- **SOURCE INFORMATION**
◇ ◇ ◇ ◇ ◇
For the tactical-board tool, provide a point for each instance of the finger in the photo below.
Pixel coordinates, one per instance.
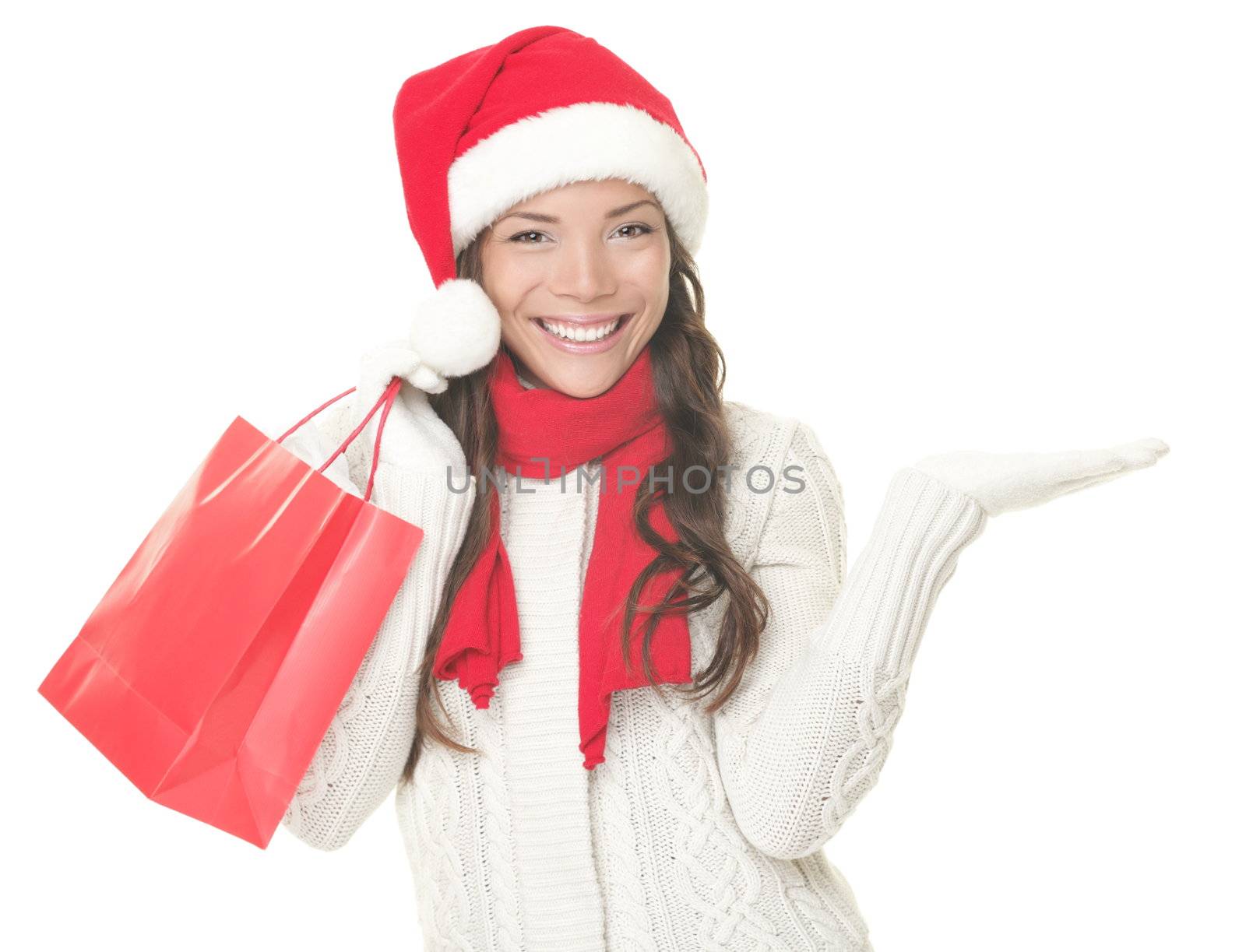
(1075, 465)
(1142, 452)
◇ ◇ ◇ ◇ ◇
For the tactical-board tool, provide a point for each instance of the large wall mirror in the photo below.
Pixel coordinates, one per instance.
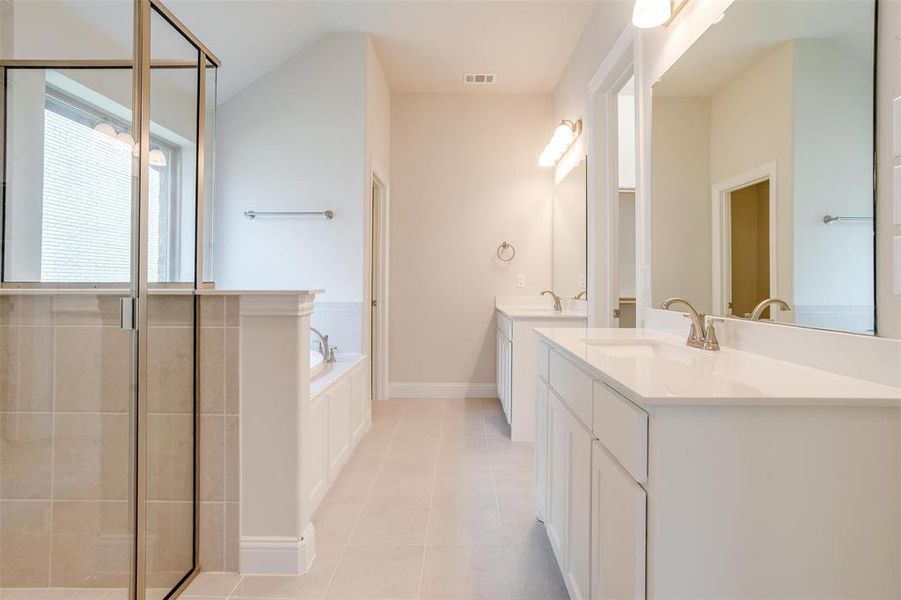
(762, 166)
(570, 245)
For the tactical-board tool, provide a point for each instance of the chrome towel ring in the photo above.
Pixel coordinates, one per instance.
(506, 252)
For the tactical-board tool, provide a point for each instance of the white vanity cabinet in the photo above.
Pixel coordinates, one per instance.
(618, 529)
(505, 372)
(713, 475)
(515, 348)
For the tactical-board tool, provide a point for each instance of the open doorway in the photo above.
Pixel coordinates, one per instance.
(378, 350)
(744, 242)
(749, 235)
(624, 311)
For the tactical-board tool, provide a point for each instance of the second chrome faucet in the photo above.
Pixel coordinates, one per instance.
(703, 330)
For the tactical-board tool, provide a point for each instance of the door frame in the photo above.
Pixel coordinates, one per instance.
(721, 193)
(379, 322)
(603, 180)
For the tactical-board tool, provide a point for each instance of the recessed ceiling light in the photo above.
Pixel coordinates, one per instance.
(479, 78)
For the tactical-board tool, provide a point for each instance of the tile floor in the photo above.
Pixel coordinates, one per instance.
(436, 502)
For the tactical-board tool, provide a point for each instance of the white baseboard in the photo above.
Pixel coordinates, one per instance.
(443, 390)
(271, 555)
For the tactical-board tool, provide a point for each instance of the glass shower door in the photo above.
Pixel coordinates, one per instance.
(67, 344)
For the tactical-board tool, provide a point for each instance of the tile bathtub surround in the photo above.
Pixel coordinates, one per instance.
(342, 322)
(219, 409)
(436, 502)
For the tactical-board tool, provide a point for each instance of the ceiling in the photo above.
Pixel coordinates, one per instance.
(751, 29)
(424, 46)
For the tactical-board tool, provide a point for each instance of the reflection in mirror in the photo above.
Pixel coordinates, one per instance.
◇ ◇ ◇ ◇ ◇
- **TASK**
Among the lines of the material above, find those with the word "mirror". Copy each one.

- **RESULT OF THIS TASK**
For the tactical-board tool, provide a point for each instance of the large wall mirror in the photo below.
For the tactical-board tool, provide a point for each instance of the reflection in mirror in the photo above.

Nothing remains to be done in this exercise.